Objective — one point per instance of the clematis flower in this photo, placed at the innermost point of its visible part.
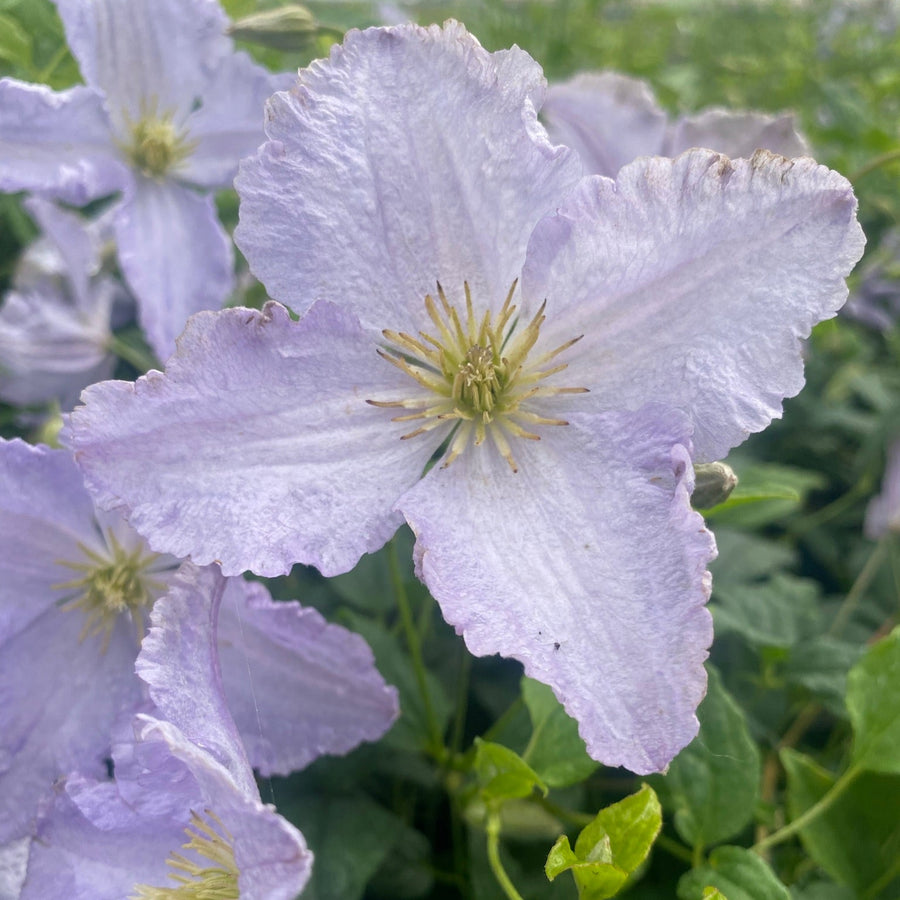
(883, 514)
(56, 323)
(76, 589)
(560, 346)
(611, 119)
(184, 817)
(167, 111)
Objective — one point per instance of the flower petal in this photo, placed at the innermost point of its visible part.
(57, 143)
(257, 448)
(176, 256)
(180, 664)
(693, 281)
(53, 721)
(297, 686)
(588, 565)
(229, 124)
(610, 119)
(411, 155)
(736, 134)
(140, 52)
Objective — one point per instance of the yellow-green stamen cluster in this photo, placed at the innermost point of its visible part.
(110, 586)
(473, 377)
(154, 145)
(197, 882)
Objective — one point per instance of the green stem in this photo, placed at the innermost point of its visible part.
(142, 361)
(436, 740)
(811, 814)
(863, 580)
(874, 164)
(493, 844)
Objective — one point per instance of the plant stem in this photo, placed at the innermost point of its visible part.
(493, 845)
(811, 814)
(863, 580)
(435, 738)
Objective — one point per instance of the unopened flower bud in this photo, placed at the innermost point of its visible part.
(289, 27)
(714, 484)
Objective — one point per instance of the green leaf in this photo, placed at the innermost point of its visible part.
(15, 43)
(873, 701)
(714, 782)
(737, 873)
(775, 613)
(610, 849)
(856, 840)
(503, 774)
(556, 751)
(350, 836)
(766, 492)
(821, 666)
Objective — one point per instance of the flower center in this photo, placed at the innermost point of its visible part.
(478, 375)
(155, 145)
(111, 586)
(198, 882)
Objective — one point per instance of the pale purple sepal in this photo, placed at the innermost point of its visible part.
(694, 281)
(589, 566)
(61, 689)
(259, 443)
(608, 118)
(111, 837)
(296, 685)
(56, 323)
(176, 255)
(438, 161)
(883, 514)
(611, 119)
(57, 143)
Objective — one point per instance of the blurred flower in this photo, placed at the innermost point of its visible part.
(55, 323)
(612, 119)
(184, 775)
(470, 290)
(883, 514)
(168, 110)
(76, 590)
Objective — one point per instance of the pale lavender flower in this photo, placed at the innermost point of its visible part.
(56, 322)
(459, 265)
(612, 119)
(883, 514)
(76, 588)
(167, 111)
(184, 816)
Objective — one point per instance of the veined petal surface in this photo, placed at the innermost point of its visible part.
(59, 698)
(610, 119)
(45, 513)
(176, 256)
(411, 155)
(589, 566)
(256, 448)
(296, 685)
(694, 280)
(58, 143)
(145, 52)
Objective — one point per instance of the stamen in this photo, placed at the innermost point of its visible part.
(482, 386)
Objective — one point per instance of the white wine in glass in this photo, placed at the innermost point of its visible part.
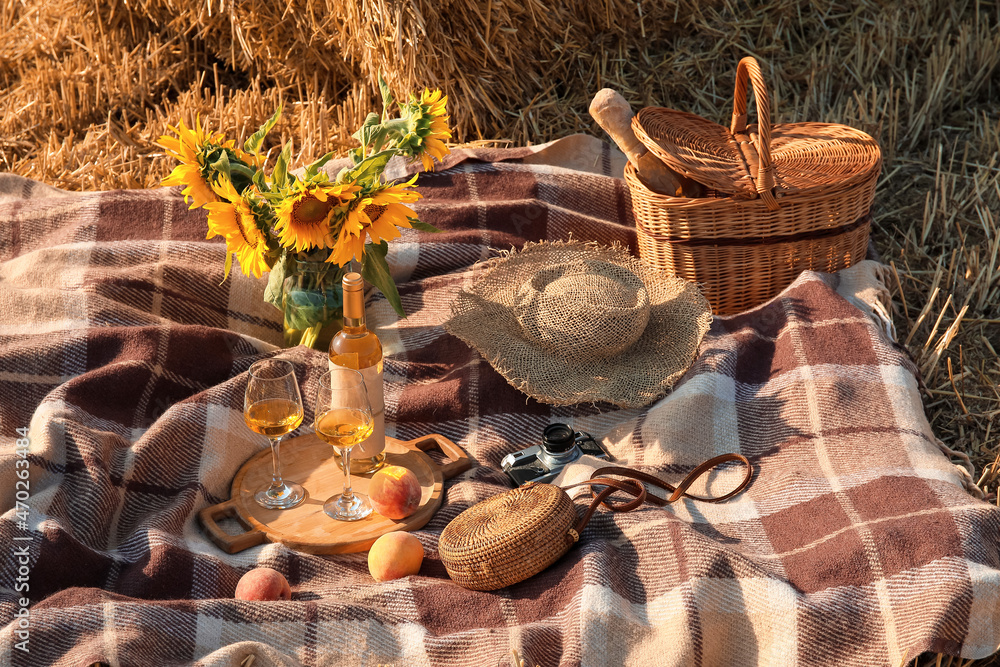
(273, 407)
(344, 419)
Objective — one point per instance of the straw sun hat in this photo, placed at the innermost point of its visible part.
(572, 322)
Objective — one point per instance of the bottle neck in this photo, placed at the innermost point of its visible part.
(354, 312)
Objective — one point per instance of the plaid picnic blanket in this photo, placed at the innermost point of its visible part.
(123, 359)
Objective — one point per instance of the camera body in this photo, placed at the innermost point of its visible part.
(541, 463)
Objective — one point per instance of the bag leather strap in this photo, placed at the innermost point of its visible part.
(635, 486)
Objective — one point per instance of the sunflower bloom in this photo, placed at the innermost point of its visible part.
(377, 216)
(424, 128)
(189, 148)
(438, 128)
(234, 220)
(306, 218)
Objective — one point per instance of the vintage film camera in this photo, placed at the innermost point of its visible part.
(541, 463)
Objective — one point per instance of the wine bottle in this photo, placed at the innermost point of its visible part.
(357, 348)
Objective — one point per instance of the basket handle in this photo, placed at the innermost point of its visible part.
(635, 487)
(763, 175)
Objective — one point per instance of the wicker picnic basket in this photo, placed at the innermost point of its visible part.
(778, 199)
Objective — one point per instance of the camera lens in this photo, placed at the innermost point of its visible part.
(557, 438)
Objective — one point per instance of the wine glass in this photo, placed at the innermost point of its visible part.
(344, 419)
(273, 408)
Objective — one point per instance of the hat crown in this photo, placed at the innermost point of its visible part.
(585, 308)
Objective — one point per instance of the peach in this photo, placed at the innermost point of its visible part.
(394, 555)
(394, 492)
(264, 584)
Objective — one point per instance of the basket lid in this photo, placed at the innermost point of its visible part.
(805, 155)
(747, 161)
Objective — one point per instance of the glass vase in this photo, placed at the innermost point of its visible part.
(312, 303)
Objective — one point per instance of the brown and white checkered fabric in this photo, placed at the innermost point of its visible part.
(126, 358)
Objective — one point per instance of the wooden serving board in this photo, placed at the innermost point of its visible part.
(310, 462)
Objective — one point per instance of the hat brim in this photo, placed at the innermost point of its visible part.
(679, 317)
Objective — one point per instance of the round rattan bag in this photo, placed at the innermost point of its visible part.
(516, 534)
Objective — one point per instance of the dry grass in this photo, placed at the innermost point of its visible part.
(88, 88)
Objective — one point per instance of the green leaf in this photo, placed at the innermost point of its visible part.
(314, 168)
(280, 174)
(272, 293)
(371, 166)
(256, 140)
(422, 226)
(258, 179)
(222, 166)
(371, 120)
(387, 97)
(375, 270)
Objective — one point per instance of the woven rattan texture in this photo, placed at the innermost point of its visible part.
(783, 199)
(738, 276)
(530, 342)
(583, 309)
(508, 537)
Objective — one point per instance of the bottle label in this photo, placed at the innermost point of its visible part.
(374, 444)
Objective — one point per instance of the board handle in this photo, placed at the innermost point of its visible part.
(460, 461)
(229, 543)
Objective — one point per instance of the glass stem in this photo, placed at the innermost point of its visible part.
(348, 494)
(276, 482)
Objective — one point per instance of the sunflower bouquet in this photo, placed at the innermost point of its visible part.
(309, 227)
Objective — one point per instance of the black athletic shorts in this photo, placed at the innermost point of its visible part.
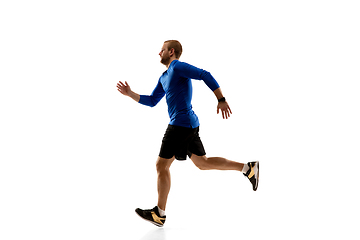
(181, 141)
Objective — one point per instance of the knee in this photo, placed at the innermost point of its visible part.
(162, 164)
(202, 167)
(201, 163)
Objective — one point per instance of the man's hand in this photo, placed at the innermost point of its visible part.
(124, 88)
(225, 109)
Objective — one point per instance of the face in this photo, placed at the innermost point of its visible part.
(164, 55)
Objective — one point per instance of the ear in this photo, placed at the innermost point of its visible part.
(172, 52)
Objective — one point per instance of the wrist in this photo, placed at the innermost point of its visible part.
(222, 99)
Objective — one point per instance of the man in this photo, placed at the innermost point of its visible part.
(182, 135)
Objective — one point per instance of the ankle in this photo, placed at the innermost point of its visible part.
(161, 212)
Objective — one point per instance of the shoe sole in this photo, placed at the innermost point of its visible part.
(155, 223)
(257, 175)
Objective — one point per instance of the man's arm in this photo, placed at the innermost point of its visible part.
(222, 105)
(126, 90)
(150, 101)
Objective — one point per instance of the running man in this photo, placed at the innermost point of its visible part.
(181, 138)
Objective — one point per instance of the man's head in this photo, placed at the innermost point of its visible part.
(171, 50)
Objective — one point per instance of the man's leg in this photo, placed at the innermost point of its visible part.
(204, 163)
(250, 170)
(164, 181)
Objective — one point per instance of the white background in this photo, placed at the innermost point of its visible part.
(77, 157)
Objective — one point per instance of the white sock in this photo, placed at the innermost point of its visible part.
(161, 212)
(245, 168)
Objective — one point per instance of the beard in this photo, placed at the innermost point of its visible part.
(165, 60)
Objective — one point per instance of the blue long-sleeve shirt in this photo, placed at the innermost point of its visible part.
(175, 83)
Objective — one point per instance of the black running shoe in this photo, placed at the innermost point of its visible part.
(151, 215)
(253, 174)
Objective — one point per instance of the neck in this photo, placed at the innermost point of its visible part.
(171, 59)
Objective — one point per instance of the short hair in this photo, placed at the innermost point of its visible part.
(176, 45)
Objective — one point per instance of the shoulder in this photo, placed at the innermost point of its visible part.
(179, 66)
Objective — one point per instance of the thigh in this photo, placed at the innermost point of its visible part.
(164, 163)
(195, 146)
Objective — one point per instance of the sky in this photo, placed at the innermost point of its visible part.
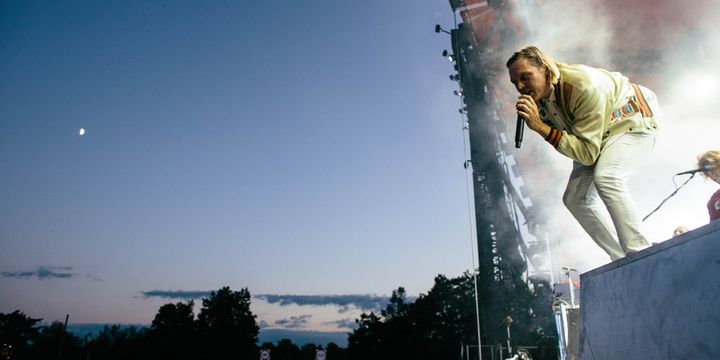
(293, 148)
(309, 151)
━━━━━━━━
• [What is expected]
Recast the stretch from the line containing "Objective — one point per instance of the white background" through the end of the items as a Markdown table with the columns No. and Entry, one line per row, numbered in order. Leave out blank lines and pictures.

• [The output]
| No. | Entry |
|---|---|
| 1 | Objective — one point per instance of the white background in this photo, placed at the innermost point of its visible part. |
| 2 | (77, 157) |
| 3 | Objective — one point per instance of the white sock in this photo, placed at the innermost point of its visible part. |
| 4 | (161, 212) |
| 5 | (245, 168) |
| 6 | Objective — one point per instance of the beard in this photo, placed at the innermost point of its visible part. |
| 7 | (165, 60) |
| 8 | Objective — one point per instance of the blue long-sleeve shirt in this photo, placed at the innermost point of its visible part. |
| 9 | (175, 83) |
| 10 | Objective — one point per instance of the black running shoe in this photo, placed at the innermost point of its visible part. |
| 11 | (151, 215) |
| 12 | (253, 174) |
| 13 | Objective — one point per instance of the neck in this photo, placed at the innermost point of its visible part. |
| 14 | (171, 59) |
| 15 | Objective — one point per instance of the short hair in this photo, placed at the innermost point of its visible part. |
| 16 | (176, 45) |
| 17 | Objective — one point per instance of the shoulder in this photo, placed at the innermost point of its visible part. |
| 18 | (179, 66) |
| 19 | Objective — one point per instance of the thigh in this photo, placed at the innermost point of its visible part. |
| 20 | (164, 163) |
| 21 | (195, 146) |
| 22 | Objective — one point per instance of the sky in this photo, placed at the innermost point of its visible part. |
| 23 | (293, 148) |
| 24 | (309, 151) |